[[ Material to process, beginning ]]
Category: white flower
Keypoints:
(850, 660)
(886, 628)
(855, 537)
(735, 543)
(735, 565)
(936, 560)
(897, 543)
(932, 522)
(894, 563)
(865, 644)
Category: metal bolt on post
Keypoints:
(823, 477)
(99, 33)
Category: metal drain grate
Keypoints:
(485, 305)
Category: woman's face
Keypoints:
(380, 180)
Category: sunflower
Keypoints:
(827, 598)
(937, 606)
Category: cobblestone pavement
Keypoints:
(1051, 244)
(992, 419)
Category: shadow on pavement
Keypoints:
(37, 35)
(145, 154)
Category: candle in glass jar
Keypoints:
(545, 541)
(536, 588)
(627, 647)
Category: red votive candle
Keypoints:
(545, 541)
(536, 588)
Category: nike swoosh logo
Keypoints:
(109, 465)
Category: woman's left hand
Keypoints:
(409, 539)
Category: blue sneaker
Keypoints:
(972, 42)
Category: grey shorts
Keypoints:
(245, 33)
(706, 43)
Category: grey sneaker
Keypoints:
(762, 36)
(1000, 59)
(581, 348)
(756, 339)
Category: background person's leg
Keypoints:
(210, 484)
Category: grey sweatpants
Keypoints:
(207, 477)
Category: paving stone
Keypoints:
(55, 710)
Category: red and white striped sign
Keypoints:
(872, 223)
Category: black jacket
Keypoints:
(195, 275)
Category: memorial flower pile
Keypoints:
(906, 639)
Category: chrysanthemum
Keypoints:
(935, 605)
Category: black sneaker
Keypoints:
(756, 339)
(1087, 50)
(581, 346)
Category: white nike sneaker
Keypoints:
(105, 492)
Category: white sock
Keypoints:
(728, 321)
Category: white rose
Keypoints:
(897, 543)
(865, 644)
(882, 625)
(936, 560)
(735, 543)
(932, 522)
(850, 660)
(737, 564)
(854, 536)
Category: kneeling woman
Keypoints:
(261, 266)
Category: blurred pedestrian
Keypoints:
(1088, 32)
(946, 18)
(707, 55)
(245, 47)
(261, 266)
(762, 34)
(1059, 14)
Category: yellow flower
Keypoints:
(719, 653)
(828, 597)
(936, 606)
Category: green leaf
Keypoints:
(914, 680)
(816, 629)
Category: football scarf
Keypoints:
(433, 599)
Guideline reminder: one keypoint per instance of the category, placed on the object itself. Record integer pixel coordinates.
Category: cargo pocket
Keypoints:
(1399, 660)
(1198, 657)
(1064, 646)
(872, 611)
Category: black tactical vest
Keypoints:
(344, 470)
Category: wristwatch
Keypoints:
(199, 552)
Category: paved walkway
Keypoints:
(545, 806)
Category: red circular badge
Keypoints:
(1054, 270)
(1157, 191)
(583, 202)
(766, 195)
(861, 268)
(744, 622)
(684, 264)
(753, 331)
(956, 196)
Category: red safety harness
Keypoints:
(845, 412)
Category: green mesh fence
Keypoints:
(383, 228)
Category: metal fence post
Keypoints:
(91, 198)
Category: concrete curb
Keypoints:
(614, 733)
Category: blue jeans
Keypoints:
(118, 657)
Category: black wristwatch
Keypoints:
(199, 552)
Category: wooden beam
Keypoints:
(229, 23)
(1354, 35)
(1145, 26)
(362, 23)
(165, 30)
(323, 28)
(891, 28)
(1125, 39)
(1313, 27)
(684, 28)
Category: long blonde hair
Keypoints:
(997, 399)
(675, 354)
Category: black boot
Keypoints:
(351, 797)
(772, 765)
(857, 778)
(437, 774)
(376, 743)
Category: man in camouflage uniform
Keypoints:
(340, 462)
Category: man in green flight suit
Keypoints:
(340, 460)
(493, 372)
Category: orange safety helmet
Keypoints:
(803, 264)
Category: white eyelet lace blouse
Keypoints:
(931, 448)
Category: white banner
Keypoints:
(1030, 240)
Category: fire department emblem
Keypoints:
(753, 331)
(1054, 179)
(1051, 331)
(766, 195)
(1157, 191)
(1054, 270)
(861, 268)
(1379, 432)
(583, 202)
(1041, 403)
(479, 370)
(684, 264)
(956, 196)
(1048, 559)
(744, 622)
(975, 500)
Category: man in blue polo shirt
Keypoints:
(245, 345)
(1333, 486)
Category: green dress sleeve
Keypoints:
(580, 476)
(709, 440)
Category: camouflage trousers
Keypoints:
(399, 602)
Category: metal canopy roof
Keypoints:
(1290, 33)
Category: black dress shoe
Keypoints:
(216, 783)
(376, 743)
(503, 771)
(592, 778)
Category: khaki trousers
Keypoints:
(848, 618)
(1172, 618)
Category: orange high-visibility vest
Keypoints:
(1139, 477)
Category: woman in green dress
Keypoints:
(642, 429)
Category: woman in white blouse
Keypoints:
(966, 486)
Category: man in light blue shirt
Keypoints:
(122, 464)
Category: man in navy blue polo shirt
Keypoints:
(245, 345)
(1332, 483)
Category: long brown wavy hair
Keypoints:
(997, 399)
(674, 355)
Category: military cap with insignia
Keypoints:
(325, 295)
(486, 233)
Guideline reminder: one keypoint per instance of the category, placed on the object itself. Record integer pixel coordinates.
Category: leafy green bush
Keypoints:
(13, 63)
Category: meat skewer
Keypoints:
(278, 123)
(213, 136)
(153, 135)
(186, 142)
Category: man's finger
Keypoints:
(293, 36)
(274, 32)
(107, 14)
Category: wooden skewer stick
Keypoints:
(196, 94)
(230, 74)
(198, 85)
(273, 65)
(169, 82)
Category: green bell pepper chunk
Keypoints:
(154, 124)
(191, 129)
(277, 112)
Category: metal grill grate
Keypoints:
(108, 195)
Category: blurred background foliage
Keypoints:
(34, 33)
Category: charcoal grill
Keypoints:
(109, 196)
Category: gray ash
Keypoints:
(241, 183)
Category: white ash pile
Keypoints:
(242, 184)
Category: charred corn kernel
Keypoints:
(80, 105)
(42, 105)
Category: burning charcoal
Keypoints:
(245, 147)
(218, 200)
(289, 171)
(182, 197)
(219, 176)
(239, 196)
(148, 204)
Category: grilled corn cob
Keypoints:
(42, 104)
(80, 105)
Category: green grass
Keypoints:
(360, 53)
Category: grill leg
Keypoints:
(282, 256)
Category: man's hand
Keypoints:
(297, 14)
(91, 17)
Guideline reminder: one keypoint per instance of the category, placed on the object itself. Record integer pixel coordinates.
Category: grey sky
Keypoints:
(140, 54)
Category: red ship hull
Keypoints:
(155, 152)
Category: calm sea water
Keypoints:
[[ Material to process, end ]]
• Task goal:
Some of the data mentions "vest". Copy every line where it does.

• Solution for this task:
Category: black tactical vest
Category: orange high-visibility vest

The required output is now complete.